__STATED EXERCISE A__.
From the Mike Wilson biography, list every employer Wilson worked for after law school, in the order the text gives them.
__STATED EXERCISE B__.
According to the Mike Wilson biography, what was the basis for the new name the Rapid City law firm took in 2007? Answer in one to three sentences.
__STATED EXERCISE C__.
Continue the Mike Wilson biography after its final sentence.

__TEXT EXTRACT__.
===
Member of the South Dakota House of Representatives from the 32nd district
- In office January 1999 – January 2001 Serving with Tom Hennies
- Succeeded by: Stan Adelstein

Personal details
- Party: Democratic

= Mike Wilson (South Dakota politician) =

American politician

Michael A. Wilson is an American lawyer and politician from South Dakota.

==Legal career==
Wilson studied economics at South Dakota State University and earned a J. D. from the University of South Dakota School of Law. He was a law clerk for the Fourth Judicial Circuit Court, then worked for Morgan, Theeler, Cogley & Padrnos, starting in 1987. After moving to Rapid City, Wilson joined the Quinn, Eiesland, Day & Barker law firm. In 2007, the firm was renamed for Wilson and Ken Barker.
===
__DATA BLOCK__.

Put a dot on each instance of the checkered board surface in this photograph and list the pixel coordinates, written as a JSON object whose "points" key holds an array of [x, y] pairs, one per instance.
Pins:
===
__FINAL RESULT A__.
1. Fourth Judicial Circuit Court (as a law clerk)
2. Morgan, Theeler, Cogley & Padrnos (starting in 1987)
3. Quinn, Eiesland, Day & Barker (after moving to Rapid City)

__FINAL RESULT B__.
In 2007 the Quinn, Eiesland, Day & Barker firm was renamed for Wilson and Ken Barker. The new name was based on those two lawyers.

__FINAL RESULT C__.
==Political career==
Wilson was elected to the South Dakota House of Representatives in 1998 for District 32, but lost reelection in 2000. James W. Abbott and Wilson formed the Democratic gubernatorial ticket for the 2002 election, and lost to Republicans Mike Rounds and Dennis Daugaard. Wilson declared his candidacy for the state house in 2004, but was defeated for the second time. He endorsed Hillary Clinton's 2008 presidential campaign.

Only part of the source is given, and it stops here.